- **DIRECTIVE**
Rewrite the data from the line with "negative clicks: (250, 214) (249, 210)" up to and including the line with "positive clicks: (1, 191)", changing "rough mask" to "coarse mask" and keeping everything else as it is. Give only those lines.

- **GIVEN RECORDS**
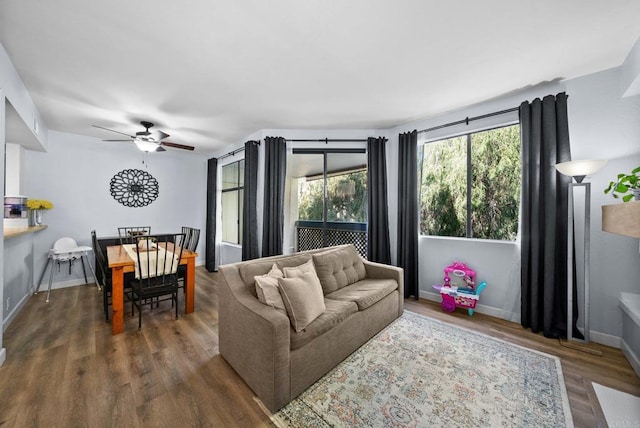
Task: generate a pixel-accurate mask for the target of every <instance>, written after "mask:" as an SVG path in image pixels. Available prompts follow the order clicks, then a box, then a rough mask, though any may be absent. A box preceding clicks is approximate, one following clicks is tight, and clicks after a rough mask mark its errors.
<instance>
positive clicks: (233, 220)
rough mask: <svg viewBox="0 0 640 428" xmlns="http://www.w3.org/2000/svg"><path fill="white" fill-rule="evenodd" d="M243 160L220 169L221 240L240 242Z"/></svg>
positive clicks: (243, 185)
mask: <svg viewBox="0 0 640 428" xmlns="http://www.w3.org/2000/svg"><path fill="white" fill-rule="evenodd" d="M243 192H244V160H240V161H238V162H234V163H230V164H228V165H225V166H223V167H222V240H223V241H224V242H230V243H232V244H240V243H241V242H242V211H243V210H242V208H243V207H242V203H243Z"/></svg>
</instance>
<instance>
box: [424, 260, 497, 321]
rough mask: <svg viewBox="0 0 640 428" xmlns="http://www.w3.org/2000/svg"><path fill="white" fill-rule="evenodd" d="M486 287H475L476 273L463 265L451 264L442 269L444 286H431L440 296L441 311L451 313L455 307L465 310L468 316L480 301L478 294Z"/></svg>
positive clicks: (485, 285)
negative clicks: (462, 308)
mask: <svg viewBox="0 0 640 428" xmlns="http://www.w3.org/2000/svg"><path fill="white" fill-rule="evenodd" d="M486 286H487V283H486V282H481V283H480V284H479V285H478V286H476V271H474V270H473V269H471V268H469V267H468V266H467V265H466V264H465V263H462V262H453V264H452V265H450V266H447V267H445V268H444V284H442V285H441V284H436V285H434V286H433V288H434V289H435V290H437V291H438V292H440V295H441V296H442V310H443V311H445V312H453V311H455V309H456V307H461V308H466V309H467V312H468V313H469V316H471V315H473V310H474V309H475V307H476V304H477V303H478V300H479V299H480V292H481V291H482V290H483V289H484V288H485V287H486Z"/></svg>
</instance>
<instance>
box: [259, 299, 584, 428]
mask: <svg viewBox="0 0 640 428" xmlns="http://www.w3.org/2000/svg"><path fill="white" fill-rule="evenodd" d="M272 420H273V422H274V423H275V424H276V425H277V426H281V427H285V426H286V427H305V428H306V427H354V426H367V427H440V426H442V427H445V426H446V427H469V426H474V427H572V426H573V420H572V417H571V410H570V407H569V401H568V399H567V391H566V388H565V385H564V380H563V377H562V368H561V365H560V360H559V359H558V358H557V357H554V356H552V355H548V354H544V353H541V352H537V351H532V350H530V349H526V348H522V347H519V346H516V345H513V344H510V343H507V342H504V341H501V340H498V339H495V338H492V337H489V336H485V335H482V334H478V333H475V332H471V331H468V330H465V329H462V328H459V327H455V326H452V325H449V324H446V323H443V322H439V321H436V320H433V319H430V318H427V317H423V316H420V315H417V314H414V313H411V312H407V311H405V312H404V314H403V315H402V317H400V318H399V319H397V320H396V321H394V322H393V323H392V324H390V325H389V326H388V327H387V328H385V329H384V330H383V331H381V332H380V333H378V335H377V336H375V337H374V338H373V339H371V340H370V341H369V342H367V343H366V344H365V345H364V346H362V347H361V348H360V349H359V350H358V351H356V352H355V353H353V354H352V355H351V356H349V357H348V358H347V359H346V360H344V361H343V362H342V363H341V364H340V365H338V366H337V367H336V368H335V369H333V370H332V371H331V372H329V373H328V374H327V375H326V376H324V377H323V378H322V379H320V380H319V381H318V382H316V383H315V384H314V385H312V386H311V387H310V388H309V389H308V390H306V391H305V392H303V393H302V394H301V395H300V396H298V397H297V398H296V399H294V400H293V401H292V402H291V403H289V404H288V405H287V406H285V407H284V408H283V409H281V410H280V411H279V412H278V413H277V414H275V415H273V416H272Z"/></svg>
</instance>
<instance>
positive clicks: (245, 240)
mask: <svg viewBox="0 0 640 428" xmlns="http://www.w3.org/2000/svg"><path fill="white" fill-rule="evenodd" d="M258 145H260V143H258V142H257V141H247V142H246V143H244V191H243V197H242V198H243V199H242V260H252V259H257V258H258V257H260V253H259V249H258V212H257V210H256V195H257V193H258V174H256V171H257V170H258Z"/></svg>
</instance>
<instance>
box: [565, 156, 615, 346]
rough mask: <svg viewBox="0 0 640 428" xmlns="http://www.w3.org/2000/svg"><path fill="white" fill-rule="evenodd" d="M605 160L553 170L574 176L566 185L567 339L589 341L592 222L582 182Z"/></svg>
mask: <svg viewBox="0 0 640 428" xmlns="http://www.w3.org/2000/svg"><path fill="white" fill-rule="evenodd" d="M606 163H607V161H606V160H579V161H569V162H562V163H558V164H556V169H557V170H558V172H560V173H561V174H564V175H567V176H569V177H573V179H574V180H575V182H573V181H572V182H571V183H569V189H568V190H569V191H568V198H569V200H568V212H569V213H568V222H567V226H568V227H567V231H568V232H567V339H568V340H576V341H582V342H584V343H588V342H589V285H590V284H589V281H590V270H589V268H590V264H591V258H590V244H591V238H590V230H591V229H590V223H591V183H583V182H582V181H583V180H584V178H585V177H586V176H587V175H591V174H593V173H595V172H597V171H599V170H600V169H602V168H603V167H604V166H605V165H606ZM576 187H584V230H583V235H582V236H583V251H584V252H583V255H584V260H583V265H582V267H583V276H582V278H583V287H582V290H583V293H584V299H583V308H582V315H583V318H584V333H583V335H584V339H583V340H580V339H577V338H575V337H573V284H574V281H575V279H574V278H573V258H574V245H573V239H574V236H573V235H574V230H573V220H574V215H575V213H574V196H573V191H574V189H575V188H576Z"/></svg>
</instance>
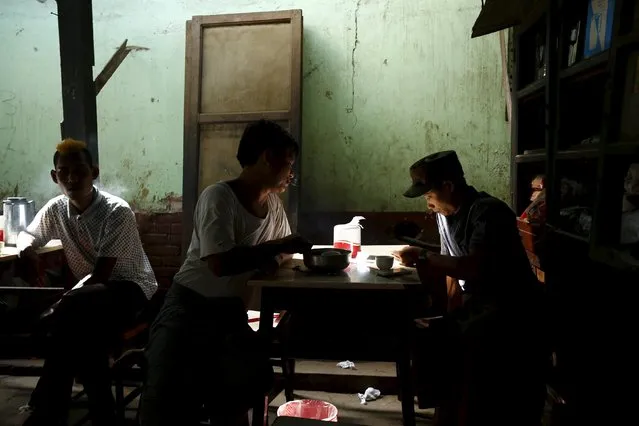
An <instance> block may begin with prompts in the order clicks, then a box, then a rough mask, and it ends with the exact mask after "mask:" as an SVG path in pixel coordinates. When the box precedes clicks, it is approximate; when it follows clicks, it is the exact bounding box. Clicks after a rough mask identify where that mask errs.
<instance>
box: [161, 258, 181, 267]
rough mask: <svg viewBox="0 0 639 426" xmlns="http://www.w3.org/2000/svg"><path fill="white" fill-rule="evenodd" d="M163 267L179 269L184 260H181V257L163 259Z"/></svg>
mask: <svg viewBox="0 0 639 426" xmlns="http://www.w3.org/2000/svg"><path fill="white" fill-rule="evenodd" d="M162 266H174V267H178V268H179V267H180V266H182V258H180V256H174V257H163V258H162Z"/></svg>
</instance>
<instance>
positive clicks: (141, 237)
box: [141, 234, 169, 246]
mask: <svg viewBox="0 0 639 426" xmlns="http://www.w3.org/2000/svg"><path fill="white" fill-rule="evenodd" d="M141 238H142V243H144V245H145V246H147V245H155V244H166V243H167V242H168V241H169V238H168V235H166V234H143V235H142V237H141Z"/></svg>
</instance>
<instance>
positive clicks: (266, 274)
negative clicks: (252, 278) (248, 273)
mask: <svg viewBox="0 0 639 426" xmlns="http://www.w3.org/2000/svg"><path fill="white" fill-rule="evenodd" d="M279 267H280V264H279V262H278V261H277V260H276V259H274V258H273V259H269V260H268V261H266V262H264V263H262V264H261V265H260V267H259V269H258V270H259V273H260V275H262V276H265V277H274V276H275V274H277V270H278V269H279Z"/></svg>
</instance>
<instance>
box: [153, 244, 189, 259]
mask: <svg viewBox="0 0 639 426" xmlns="http://www.w3.org/2000/svg"><path fill="white" fill-rule="evenodd" d="M144 251H145V252H146V254H147V256H163V257H164V256H167V257H168V256H179V255H180V247H177V246H169V245H149V246H145V247H144Z"/></svg>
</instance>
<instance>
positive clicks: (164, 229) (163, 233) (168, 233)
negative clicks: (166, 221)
mask: <svg viewBox="0 0 639 426" xmlns="http://www.w3.org/2000/svg"><path fill="white" fill-rule="evenodd" d="M171 226H172V225H171V224H170V223H156V224H155V233H156V234H170V233H171Z"/></svg>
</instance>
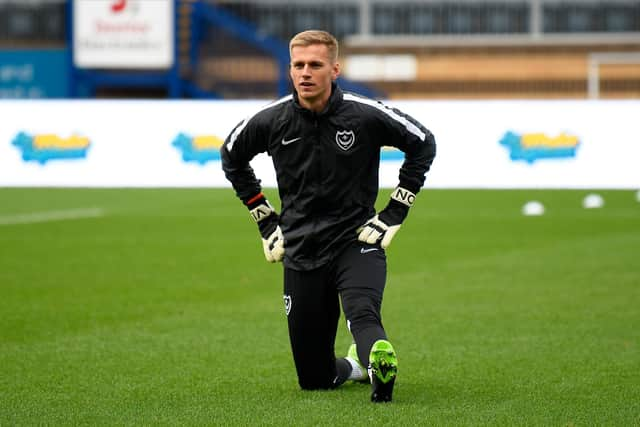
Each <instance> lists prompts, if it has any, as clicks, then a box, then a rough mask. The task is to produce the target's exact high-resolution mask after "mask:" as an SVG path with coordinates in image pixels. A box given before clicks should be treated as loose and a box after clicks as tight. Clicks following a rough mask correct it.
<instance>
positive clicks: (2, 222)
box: [0, 208, 104, 225]
mask: <svg viewBox="0 0 640 427" xmlns="http://www.w3.org/2000/svg"><path fill="white" fill-rule="evenodd" d="M100 216H104V211H103V210H102V209H100V208H86V209H69V210H65V211H45V212H29V213H24V214H16V215H2V216H0V225H16V224H33V223H37V222H51V221H65V220H69V219H83V218H96V217H100Z"/></svg>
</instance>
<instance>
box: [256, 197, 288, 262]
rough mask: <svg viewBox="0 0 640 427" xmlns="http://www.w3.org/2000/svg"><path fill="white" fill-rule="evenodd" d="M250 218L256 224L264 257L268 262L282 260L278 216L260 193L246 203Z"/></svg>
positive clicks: (280, 260) (277, 214)
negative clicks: (250, 214) (249, 210)
mask: <svg viewBox="0 0 640 427" xmlns="http://www.w3.org/2000/svg"><path fill="white" fill-rule="evenodd" d="M247 207H248V208H249V209H250V213H251V217H252V218H253V219H254V220H255V221H256V223H257V224H258V229H259V230H260V235H261V236H262V249H263V250H264V257H265V258H266V259H267V261H269V262H279V261H282V258H284V236H283V234H282V230H281V229H280V226H279V225H278V223H279V222H280V216H279V215H278V214H277V213H276V211H275V209H273V206H271V204H270V203H269V201H268V200H267V199H266V198H265V197H264V195H263V194H262V193H260V194H258V195H257V196H255V197H253V198H251V199H250V200H249V201H248V202H247Z"/></svg>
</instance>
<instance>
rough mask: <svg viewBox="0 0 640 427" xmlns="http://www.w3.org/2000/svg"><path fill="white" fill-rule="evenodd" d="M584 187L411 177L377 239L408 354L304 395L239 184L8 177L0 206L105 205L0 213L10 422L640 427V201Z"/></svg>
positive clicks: (1, 191)
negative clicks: (92, 211)
mask: <svg viewBox="0 0 640 427" xmlns="http://www.w3.org/2000/svg"><path fill="white" fill-rule="evenodd" d="M268 193H269V195H270V197H271V199H272V200H275V199H276V196H275V192H274V191H273V190H270V191H269V192H268ZM386 194H387V193H386V192H385V193H384V194H383V197H381V199H382V200H383V201H384V200H385V199H386ZM586 194H587V192H586V191H462V190H459V191H444V190H425V191H424V192H422V193H421V194H420V195H419V197H418V200H417V202H416V205H415V206H414V207H413V208H412V213H411V215H410V217H409V219H408V220H407V223H406V224H405V225H404V226H403V228H402V230H401V231H400V233H399V234H398V235H397V236H396V240H395V241H394V243H393V245H392V246H391V249H390V250H389V252H388V258H389V278H388V283H387V291H386V295H385V301H384V307H383V316H384V320H385V326H386V329H387V332H388V334H389V337H390V339H391V340H392V342H393V344H394V347H395V348H396V350H397V352H398V358H399V362H400V369H399V375H398V380H397V386H396V390H395V392H394V400H395V401H394V402H393V403H391V404H387V405H374V404H371V403H369V402H368V400H369V390H368V387H367V386H365V385H361V384H348V385H346V386H345V387H343V388H341V389H340V390H336V391H330V392H302V391H300V390H299V389H298V387H297V383H296V378H295V371H294V367H293V363H292V360H291V356H290V352H289V346H288V337H287V332H286V321H285V316H284V309H283V302H282V284H281V276H282V271H281V267H280V266H279V265H271V264H268V263H266V262H265V261H264V259H263V255H262V249H261V244H260V241H259V239H258V234H257V230H256V227H255V225H254V224H253V223H252V222H251V220H250V218H249V215H248V213H247V212H246V210H245V208H243V207H242V206H241V205H240V203H239V202H238V201H237V200H236V199H235V197H234V195H233V192H232V191H231V190H205V189H200V190H80V189H74V190H71V189H0V201H1V203H0V218H7V217H8V216H11V215H16V214H24V213H32V212H45V211H59V210H68V209H79V208H101V209H103V210H104V213H105V216H103V217H98V218H86V219H76V220H67V221H55V222H45V223H34V224H21V225H18V224H16V225H0V425H2V426H4V425H33V424H47V425H279V426H280V425H282V426H284V425H336V426H342V425H344V426H355V425H366V426H373V425H384V424H388V425H452V426H458V425H532V426H533V425H536V426H537V425H552V426H560V425H577V426H580V425H614V426H618V425H619V426H622V425H624V426H627V425H638V424H640V203H638V202H637V201H636V200H635V194H634V192H631V191H601V192H600V194H602V195H603V197H604V198H605V201H606V205H605V207H604V208H603V209H594V210H585V209H582V208H581V200H582V198H583V197H584V196H585V195H586ZM532 199H537V200H540V201H541V202H543V203H544V204H545V205H546V207H547V213H546V215H544V216H542V217H523V216H521V215H520V208H521V206H522V205H523V204H524V203H525V202H526V201H528V200H532ZM349 342H350V341H349V337H348V336H347V334H346V331H345V327H344V325H343V324H341V328H340V332H339V336H338V340H337V351H338V353H339V354H342V353H344V352H346V350H347V347H348V345H349Z"/></svg>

- **SOLVED PROBLEM**
negative clicks: (250, 214) (249, 210)
mask: <svg viewBox="0 0 640 427" xmlns="http://www.w3.org/2000/svg"><path fill="white" fill-rule="evenodd" d="M247 207H248V208H249V209H250V213H251V217H252V218H253V219H254V220H255V221H256V223H257V224H258V229H259V230H260V235H261V236H262V249H263V250H264V257H265V258H266V259H267V261H269V262H279V261H282V258H284V236H283V234H282V230H281V229H280V226H279V225H278V223H279V222H280V216H279V215H278V214H277V213H276V211H275V209H273V206H271V204H270V203H269V201H268V200H267V199H266V198H265V197H264V195H263V194H262V193H260V194H258V195H257V196H255V197H253V198H251V199H250V200H249V201H248V202H247Z"/></svg>
</instance>
<instance>
coarse mask: <svg viewBox="0 0 640 427" xmlns="http://www.w3.org/2000/svg"><path fill="white" fill-rule="evenodd" d="M584 187L411 177L377 239L408 354L304 395L239 184L8 177L0 206L105 205L0 213L10 422L640 427V201Z"/></svg>
positive clicks: (1, 191)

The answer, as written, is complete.